- _Text provided_:
⁂
So, it is important to know the patient's body and habits before finalizing the type of therapy. The different types of insulin therapy are-
Conventional Insulin Therapy-
It involves injecting insulin twice a day; it is often preferred for patients with a regular daily routine which makes it easy for them to inject insulin at the same time every day.
A mixture of pre-made short-acting and long-acting insulin is prescribed for patients on conventional insulin therapy. They will have to inject this mixture in the morning before breakfast and in the evening before their evening meal.
The amount of insulin is fixed and is based on the planned amount of food consumed over the course of the day. This leads to a regimented lifestyle; if the patient does choose to do any unplanned physical activity, they will have to balance the blood sugar with extra snacks between meals.
The downfall of conventional insulin therapy is that it does not effectively prevent the long-term complication of type 1 diabetes.
Intensive Insulin Therapy-
This type of insulin therapy is comparatively more effective at preventing type 1 diabetic complications than conventional insulin therapy. The principles behind intensive insulin therapy are constant monitoring and flexibility.
Two types of insulin are needed to complete the therapy. They are-
Basal Dose - This is the long-acting insulin that is given once or twice during the day; it covers the body’s basic insulin needs.
⁂
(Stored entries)
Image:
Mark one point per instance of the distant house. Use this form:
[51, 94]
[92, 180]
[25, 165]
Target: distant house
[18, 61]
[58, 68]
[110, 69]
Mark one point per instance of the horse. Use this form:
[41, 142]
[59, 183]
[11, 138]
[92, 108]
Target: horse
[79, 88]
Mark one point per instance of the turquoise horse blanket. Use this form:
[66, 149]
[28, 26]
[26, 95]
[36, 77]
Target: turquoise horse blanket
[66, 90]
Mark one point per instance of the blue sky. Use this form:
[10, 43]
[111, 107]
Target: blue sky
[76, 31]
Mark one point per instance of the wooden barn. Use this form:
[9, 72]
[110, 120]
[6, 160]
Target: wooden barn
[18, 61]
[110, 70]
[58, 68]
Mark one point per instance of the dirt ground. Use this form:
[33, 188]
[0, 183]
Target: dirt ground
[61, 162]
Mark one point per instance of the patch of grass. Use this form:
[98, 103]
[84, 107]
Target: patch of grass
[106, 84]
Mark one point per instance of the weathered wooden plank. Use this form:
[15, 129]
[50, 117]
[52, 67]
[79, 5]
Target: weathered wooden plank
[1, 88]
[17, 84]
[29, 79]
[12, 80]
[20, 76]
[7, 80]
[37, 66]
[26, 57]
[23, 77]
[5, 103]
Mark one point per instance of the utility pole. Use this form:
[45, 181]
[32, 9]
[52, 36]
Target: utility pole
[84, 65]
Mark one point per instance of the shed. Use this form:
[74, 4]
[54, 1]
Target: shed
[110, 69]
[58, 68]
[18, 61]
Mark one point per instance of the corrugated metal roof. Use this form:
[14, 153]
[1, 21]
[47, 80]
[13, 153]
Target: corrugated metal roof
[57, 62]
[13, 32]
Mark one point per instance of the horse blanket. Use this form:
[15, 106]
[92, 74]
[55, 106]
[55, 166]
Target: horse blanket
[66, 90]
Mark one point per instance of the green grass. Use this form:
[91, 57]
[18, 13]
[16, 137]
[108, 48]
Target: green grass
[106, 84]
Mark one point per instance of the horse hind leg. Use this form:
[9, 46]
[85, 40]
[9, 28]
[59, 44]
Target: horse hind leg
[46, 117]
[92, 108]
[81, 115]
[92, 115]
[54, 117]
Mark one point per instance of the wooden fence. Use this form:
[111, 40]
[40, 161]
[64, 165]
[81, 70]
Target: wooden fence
⁂
- _Activities_:
(a) Can you transcribe the insulin therapy text from "So, it is important" to "snacks between meals."?
(b) How would this sentence from the insulin therapy text read in Spanish: "The downfall of conventional insulin therapy is that it does not effectively prevent the long-term complication of type 1 diabetes."

- _Responses by item number_:
(a)
So, it is important to know the patient's body and habits before finalizing the type of therapy. The different types of insulin therapy are-
Conventional Insulin Therapy-
It involves injecting insulin twice a day; it is often preferred for patients with a regular daily routine which makes it easy for them to inject insulin at the same time every day.
A mixture of pre-made short-acting and long-acting insulin is prescribed for patients on conventional insulin therapy. They will have to inject this mixture in the morning before breakfast and in the evening before their evening meal.
The amount of insulin is fixed and is based on the planned amount of food consumed over the course of the day. This leads to a regimented lifestyle; if the patient does choose to do any unplanned physical activity, they will have to balance the blood sugar with extra snacks between meals.

(b) La desventaja de la terapia convencional con insulina es que no previene eficazmente la complicación a largo plazo de la diabetes tipo 1.